[Complete the following]
**A)** Answer these questions about the Bay Trail tablet discussion:
(i) What screen resolution does the first message name as the reason for buying the tablet?
(ii) How much RAM can one 32-bit UEFI tablet actually use, even though it detects 2gb?
(iii) Which kernel version does the latest news on Inari 8 concern?
**B)** Write out the part of the Bay Trail tablet discussion between "LynnZ welcome :-)" and "with open-source drivers.", inclusive.

Which problems exactly are bugging you? I've outlined mine ones in /thread/7507 this thread, and Broadcom firmware/nvram files for Inari Android have arrived since (didn't try out these during this round as my older kernel experiments were pretty messy and I'd better rebuild from scratch -- and here's the question of the base version, 3.10-yocto, 3.16/3.17 or whatever as briefly discussed there either).

Judging by Inari kernel patches some problems are going to be unique to each particular platform indeed, and it's worrying (wish Intel was talking to board designers and ODMs so that the divergences were kept to reasonable minimum and ideally got merged into intel kernel tree quickly).

The tablet itself is pretty nice indeed, 1920x1200 is what bought me (a short-sighted historically HiDPI person).

LynnZ welcome :-)

HTay
New Contributor I
2,923 Views

Hello again!

Each platform having its own unique issues is a major headache indeed! Our key driver-specific issues are mainly multitouch & Wifi - multitouch works at random times on random platforms whenever it's in the mood, and Wifi doesn't work at all on any platform because apparently no ODM wants to use Wifi modules with open-source drivers.

And we also encountered hardware-specific issues unique to their platforms - e.g. the 64-bit UEFI-ready tablet I mentioned previously turns off its USB hub within 5 min of booting up with no way of getting it back on apart from a hard reset, another 32-bit UEFI tablet we have can only use 1.4gb of RAM despite being able to detect 2gb (even in the original Win 8.1 install), and yet another 32-bit UEFI tablet requires the ODM's manual reset when the battery goes flat.

So, with this experience I'm quite amazed that... (1) Intel accepts such standards from their ODM partners, and (2) that there can be platform-specific issues despite Intel prescribing the components & parts to be used for Bay Trail architecture.

I guess we should pay more attention to the Inari tablet from now, if the hardware/driver issues get sorted out then maybe this could become the standard 'reference' for Linux tablets and developers, and we'd be happy to get on the bandwagon especially since it has a FHD display. =)

Many thanks for your input,

Hugh

MShig3
New Contributor I
2,923 Views

Latest news of 3.18-rc4 on Inari 8:

  1. multitouch doesn't get busted by CONFIG_PINCTRL_BAYTRAIL=y (which should help a few other devices).
  2. battery status is readable upon applying https://bugzilla.kernel.org/show_bug.cgi?id=69011# c61 a patch (hope it ends up in mainline soon).

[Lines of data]

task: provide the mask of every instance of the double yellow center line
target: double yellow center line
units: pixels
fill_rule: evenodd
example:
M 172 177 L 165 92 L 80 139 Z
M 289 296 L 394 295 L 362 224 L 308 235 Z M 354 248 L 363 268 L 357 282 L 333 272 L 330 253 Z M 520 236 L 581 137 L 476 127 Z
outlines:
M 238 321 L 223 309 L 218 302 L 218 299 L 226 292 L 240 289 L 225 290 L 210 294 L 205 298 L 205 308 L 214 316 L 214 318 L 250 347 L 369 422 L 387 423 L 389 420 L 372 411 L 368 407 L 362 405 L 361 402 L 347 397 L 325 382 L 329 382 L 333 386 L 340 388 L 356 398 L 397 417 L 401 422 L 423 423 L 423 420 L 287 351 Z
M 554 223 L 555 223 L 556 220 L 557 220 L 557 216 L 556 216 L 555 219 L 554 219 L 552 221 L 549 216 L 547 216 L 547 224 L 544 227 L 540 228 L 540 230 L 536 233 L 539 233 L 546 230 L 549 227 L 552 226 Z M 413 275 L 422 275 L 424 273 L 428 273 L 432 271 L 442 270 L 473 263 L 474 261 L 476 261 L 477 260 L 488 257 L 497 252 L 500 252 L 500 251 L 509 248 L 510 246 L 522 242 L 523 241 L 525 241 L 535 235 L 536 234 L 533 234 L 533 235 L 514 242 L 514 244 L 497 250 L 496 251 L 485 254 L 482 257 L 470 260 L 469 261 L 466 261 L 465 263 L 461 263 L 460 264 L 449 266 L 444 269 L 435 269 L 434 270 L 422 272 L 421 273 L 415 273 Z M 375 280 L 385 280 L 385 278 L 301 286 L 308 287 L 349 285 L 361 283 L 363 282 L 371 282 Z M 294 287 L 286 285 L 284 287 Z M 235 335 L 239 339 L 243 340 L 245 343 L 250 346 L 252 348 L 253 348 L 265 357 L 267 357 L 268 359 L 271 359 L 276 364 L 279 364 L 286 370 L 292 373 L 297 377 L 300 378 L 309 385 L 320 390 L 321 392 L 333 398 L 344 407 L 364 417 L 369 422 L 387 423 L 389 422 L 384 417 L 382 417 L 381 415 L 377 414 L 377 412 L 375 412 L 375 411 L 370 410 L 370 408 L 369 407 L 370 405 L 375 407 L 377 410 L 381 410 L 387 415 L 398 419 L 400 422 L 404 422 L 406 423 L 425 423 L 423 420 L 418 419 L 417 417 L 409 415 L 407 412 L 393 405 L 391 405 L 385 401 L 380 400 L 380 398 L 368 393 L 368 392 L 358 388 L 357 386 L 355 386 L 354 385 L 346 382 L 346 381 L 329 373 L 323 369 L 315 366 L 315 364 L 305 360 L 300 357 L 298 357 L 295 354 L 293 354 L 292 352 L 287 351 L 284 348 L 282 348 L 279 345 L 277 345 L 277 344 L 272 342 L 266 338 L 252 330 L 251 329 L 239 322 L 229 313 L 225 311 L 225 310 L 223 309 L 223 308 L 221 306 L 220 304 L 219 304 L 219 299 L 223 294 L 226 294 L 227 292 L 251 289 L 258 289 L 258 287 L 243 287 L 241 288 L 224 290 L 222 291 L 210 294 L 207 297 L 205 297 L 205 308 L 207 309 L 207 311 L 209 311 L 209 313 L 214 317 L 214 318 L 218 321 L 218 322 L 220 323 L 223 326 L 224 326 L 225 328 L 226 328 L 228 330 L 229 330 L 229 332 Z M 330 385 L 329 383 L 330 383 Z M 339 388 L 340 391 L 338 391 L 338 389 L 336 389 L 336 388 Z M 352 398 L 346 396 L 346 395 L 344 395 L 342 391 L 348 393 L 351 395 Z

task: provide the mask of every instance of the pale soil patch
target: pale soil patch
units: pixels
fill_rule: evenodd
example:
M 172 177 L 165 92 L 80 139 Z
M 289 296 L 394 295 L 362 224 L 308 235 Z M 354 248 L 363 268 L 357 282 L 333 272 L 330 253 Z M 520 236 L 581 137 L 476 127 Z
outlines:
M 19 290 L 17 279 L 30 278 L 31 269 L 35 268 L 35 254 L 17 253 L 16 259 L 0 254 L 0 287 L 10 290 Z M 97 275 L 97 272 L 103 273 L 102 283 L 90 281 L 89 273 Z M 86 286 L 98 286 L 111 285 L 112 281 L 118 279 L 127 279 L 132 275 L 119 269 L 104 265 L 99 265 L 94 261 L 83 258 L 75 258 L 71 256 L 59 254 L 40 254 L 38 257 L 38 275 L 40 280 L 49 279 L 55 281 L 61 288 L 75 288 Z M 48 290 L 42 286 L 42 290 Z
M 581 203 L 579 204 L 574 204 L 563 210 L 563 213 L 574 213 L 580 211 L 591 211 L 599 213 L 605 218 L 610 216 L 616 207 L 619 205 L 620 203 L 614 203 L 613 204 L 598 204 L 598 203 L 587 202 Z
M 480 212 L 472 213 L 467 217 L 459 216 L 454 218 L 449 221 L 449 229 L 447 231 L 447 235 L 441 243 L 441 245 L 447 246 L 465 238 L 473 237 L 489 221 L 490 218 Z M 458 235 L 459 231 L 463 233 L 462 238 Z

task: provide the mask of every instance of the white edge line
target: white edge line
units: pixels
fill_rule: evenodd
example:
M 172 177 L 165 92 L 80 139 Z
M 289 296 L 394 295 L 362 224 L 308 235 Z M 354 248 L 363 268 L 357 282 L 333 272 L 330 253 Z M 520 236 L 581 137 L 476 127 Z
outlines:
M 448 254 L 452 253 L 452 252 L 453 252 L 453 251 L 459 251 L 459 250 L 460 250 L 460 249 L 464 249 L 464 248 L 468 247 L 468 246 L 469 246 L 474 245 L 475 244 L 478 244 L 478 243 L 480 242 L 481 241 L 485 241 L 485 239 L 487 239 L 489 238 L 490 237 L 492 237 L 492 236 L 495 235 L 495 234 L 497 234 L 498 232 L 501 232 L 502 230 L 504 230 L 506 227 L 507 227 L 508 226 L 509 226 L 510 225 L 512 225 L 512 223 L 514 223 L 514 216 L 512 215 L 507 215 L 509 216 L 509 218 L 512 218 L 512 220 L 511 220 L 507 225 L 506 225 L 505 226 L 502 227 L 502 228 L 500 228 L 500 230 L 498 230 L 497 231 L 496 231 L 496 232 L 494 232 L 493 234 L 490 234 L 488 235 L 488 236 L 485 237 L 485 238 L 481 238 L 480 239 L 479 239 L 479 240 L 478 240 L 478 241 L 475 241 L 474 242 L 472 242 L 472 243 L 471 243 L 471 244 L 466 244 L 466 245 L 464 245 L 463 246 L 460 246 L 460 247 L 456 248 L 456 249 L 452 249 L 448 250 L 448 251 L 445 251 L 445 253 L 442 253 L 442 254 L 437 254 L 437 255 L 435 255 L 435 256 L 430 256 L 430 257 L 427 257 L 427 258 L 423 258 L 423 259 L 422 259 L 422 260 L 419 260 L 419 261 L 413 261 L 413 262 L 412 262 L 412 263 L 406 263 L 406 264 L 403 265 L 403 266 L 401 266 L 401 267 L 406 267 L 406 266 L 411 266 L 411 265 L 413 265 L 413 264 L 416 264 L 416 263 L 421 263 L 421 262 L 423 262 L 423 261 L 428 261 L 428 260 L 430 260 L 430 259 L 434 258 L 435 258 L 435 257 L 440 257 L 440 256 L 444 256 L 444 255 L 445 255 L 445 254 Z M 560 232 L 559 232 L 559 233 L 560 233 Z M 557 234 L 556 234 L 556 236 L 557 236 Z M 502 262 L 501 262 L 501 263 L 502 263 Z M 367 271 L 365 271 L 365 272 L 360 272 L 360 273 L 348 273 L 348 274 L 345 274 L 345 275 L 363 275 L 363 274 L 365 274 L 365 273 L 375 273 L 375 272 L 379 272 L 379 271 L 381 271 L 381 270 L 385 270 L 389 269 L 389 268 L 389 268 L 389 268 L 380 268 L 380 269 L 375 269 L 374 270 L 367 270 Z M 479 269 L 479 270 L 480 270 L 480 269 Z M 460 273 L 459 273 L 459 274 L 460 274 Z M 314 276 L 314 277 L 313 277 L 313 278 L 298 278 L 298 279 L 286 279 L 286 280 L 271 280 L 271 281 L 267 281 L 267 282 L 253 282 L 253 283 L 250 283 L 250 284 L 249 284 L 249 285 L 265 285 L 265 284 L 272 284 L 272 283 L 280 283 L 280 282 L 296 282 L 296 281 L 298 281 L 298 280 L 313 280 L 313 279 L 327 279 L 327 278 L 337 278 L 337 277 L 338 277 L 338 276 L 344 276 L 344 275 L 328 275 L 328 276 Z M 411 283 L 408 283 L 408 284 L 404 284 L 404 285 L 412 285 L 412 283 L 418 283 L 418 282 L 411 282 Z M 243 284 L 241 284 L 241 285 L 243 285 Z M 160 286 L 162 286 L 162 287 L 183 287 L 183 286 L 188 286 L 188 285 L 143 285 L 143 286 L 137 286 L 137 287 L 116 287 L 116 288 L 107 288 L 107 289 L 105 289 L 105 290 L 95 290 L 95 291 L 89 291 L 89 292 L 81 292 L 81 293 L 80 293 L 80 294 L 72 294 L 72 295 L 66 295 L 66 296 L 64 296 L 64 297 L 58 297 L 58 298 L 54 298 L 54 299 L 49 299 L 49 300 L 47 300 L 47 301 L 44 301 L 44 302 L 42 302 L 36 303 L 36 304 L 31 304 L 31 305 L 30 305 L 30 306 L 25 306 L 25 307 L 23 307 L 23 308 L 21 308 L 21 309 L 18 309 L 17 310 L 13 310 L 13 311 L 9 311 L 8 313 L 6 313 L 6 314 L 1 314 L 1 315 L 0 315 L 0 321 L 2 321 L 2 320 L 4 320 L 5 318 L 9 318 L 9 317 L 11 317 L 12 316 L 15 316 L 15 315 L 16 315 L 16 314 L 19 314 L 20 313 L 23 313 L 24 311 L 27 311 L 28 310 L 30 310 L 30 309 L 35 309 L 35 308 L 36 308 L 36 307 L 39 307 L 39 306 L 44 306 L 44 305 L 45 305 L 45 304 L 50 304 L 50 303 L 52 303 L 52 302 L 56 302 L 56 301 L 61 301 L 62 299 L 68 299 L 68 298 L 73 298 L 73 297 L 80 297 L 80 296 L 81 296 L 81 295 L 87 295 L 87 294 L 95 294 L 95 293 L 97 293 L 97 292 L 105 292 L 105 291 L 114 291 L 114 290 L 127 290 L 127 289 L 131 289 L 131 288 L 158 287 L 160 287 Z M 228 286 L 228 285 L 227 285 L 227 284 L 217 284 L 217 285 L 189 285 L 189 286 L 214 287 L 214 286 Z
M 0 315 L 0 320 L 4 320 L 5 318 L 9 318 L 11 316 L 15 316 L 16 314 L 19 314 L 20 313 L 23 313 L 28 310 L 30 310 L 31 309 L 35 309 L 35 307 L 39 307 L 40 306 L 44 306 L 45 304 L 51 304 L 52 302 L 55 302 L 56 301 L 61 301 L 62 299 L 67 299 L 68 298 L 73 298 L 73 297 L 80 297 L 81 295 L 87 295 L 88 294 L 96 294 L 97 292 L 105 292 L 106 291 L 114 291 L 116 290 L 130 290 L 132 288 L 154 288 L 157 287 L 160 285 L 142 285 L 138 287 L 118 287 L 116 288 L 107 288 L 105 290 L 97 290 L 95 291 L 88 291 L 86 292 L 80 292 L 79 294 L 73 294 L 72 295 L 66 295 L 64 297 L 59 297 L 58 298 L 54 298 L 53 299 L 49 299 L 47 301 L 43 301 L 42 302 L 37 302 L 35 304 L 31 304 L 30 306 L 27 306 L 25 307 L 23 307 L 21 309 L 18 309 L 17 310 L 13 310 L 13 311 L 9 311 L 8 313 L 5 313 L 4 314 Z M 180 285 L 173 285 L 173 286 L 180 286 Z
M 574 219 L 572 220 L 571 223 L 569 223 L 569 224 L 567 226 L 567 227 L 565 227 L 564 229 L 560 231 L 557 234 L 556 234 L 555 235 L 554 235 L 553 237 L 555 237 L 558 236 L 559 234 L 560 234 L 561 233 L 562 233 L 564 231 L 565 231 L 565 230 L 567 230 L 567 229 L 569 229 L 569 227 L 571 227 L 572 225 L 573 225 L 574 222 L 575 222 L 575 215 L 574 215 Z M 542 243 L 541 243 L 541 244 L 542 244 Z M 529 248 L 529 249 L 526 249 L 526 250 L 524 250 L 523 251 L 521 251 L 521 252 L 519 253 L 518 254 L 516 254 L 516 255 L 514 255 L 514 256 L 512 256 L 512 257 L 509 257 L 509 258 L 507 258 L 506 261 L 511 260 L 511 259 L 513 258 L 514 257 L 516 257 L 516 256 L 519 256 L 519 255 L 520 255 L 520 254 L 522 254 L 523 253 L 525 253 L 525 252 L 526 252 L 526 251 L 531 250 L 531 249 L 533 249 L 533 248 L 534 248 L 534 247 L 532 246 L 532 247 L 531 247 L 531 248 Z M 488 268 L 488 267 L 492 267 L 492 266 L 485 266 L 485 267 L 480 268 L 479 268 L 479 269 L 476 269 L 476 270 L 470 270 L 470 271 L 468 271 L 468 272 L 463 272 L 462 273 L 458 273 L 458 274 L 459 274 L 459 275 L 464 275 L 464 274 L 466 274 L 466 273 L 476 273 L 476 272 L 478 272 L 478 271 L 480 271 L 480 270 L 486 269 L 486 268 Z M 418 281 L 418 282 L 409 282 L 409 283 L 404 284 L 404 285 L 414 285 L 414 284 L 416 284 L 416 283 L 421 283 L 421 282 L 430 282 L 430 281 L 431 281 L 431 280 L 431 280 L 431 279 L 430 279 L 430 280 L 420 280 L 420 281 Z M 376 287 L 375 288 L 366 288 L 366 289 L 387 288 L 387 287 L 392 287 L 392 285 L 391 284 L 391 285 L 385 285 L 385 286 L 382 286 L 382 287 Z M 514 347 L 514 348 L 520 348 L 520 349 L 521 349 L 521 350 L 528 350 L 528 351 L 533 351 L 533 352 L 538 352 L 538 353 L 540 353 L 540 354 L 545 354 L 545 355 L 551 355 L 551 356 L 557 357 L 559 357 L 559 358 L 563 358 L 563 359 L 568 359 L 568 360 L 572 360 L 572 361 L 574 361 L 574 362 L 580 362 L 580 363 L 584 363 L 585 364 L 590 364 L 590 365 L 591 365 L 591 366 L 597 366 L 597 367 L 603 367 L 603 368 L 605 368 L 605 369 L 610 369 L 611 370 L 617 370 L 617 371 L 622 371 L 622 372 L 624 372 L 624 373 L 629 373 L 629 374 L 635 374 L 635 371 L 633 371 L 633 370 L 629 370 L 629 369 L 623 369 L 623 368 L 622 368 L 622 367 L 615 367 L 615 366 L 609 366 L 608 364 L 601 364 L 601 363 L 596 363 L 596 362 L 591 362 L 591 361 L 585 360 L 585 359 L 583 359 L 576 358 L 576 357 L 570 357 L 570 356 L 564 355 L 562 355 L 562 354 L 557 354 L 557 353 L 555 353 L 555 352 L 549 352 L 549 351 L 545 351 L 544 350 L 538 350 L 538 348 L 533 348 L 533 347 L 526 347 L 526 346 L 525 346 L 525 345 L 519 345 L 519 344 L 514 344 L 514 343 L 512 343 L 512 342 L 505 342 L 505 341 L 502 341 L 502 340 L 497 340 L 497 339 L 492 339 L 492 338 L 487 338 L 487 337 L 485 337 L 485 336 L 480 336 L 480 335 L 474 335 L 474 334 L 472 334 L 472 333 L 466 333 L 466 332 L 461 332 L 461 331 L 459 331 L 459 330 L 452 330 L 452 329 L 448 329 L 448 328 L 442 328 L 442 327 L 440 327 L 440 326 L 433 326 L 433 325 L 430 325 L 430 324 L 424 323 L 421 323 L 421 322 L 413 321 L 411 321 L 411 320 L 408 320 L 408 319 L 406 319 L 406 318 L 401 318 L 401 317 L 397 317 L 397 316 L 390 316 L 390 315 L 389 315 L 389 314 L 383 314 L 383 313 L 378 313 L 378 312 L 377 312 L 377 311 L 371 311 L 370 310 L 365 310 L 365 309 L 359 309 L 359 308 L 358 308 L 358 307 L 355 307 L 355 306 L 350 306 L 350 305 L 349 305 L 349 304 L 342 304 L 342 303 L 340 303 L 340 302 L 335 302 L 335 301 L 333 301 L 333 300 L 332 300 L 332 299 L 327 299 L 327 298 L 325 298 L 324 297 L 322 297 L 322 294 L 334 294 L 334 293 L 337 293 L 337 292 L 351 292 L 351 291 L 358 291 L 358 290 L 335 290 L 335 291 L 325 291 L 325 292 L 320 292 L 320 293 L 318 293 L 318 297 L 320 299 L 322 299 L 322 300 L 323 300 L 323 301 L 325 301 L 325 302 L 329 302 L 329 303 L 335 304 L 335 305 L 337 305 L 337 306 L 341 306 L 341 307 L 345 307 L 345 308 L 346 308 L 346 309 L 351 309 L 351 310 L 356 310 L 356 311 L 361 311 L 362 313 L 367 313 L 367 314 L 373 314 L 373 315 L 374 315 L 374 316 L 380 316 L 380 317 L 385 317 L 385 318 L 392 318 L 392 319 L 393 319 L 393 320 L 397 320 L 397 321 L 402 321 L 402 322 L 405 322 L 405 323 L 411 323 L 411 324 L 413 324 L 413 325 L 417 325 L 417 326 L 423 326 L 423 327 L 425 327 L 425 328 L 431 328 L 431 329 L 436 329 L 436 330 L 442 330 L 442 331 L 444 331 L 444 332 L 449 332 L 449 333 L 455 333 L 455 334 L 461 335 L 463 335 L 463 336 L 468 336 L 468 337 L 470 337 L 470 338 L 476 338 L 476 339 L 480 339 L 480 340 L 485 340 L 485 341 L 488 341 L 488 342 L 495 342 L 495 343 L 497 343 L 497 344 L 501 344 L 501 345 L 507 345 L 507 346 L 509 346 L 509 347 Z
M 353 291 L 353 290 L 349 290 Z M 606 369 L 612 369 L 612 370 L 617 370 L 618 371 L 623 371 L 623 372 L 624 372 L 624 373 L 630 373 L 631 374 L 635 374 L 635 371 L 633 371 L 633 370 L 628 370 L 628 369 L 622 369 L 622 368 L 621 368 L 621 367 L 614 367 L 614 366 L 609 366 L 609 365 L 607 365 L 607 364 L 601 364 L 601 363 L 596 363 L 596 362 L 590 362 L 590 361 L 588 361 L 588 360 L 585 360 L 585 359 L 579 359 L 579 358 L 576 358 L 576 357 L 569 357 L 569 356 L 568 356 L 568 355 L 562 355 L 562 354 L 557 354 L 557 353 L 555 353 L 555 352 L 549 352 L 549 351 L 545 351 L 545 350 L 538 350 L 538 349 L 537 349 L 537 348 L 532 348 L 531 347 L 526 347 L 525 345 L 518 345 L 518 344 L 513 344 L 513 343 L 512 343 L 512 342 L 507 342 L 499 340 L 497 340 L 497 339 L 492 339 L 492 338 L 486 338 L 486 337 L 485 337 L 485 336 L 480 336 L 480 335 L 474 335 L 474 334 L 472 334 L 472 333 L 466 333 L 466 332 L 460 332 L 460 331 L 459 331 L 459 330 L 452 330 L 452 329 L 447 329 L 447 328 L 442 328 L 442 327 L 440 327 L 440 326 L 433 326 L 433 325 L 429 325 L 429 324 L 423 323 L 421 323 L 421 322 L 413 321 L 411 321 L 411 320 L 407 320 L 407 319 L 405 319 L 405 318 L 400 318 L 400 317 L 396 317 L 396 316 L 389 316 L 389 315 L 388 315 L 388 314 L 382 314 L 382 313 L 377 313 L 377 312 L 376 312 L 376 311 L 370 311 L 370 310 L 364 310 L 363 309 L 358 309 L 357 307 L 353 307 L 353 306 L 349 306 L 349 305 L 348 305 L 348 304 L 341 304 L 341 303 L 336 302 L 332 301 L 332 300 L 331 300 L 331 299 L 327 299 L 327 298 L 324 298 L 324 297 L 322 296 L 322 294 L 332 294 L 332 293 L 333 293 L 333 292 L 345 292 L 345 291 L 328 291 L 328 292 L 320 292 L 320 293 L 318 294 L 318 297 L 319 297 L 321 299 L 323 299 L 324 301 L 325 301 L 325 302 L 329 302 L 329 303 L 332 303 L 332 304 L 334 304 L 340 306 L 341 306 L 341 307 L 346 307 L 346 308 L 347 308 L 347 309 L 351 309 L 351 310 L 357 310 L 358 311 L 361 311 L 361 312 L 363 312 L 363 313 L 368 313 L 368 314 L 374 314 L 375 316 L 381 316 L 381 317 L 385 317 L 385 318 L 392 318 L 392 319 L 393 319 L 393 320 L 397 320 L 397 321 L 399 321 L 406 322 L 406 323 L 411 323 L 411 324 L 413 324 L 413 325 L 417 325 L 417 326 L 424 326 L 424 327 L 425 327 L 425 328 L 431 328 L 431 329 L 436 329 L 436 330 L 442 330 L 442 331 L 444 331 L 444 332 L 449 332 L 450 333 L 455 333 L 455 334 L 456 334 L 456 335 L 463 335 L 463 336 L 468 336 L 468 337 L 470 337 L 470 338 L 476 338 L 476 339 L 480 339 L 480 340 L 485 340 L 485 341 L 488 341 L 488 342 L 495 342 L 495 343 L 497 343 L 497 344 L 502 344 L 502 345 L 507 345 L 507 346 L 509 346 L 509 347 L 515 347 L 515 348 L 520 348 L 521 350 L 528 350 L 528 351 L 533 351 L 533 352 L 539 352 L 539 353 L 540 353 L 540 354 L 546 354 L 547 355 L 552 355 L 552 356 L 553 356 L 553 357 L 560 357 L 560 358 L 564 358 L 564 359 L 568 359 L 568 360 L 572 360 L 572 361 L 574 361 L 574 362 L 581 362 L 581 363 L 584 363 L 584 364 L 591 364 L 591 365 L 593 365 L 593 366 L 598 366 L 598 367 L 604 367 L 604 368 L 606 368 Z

[The answers]
**A)**
(i) 1920x1200
(ii) 1.4gb
(iii) 3.18-rc4

**B)**
LynnZ welcome :-)

HTay
New Contributor I
2,923 Views

Hello again!

Each platform having its own unique issues is a major headache indeed! Our key driver-specific issues are mainly multitouch & Wifi - multitouch works at random times on random platforms whenever it's in the mood, and Wifi doesn't work at all on any platform because apparently no ODM wants to use Wifi modules with open-source drivers.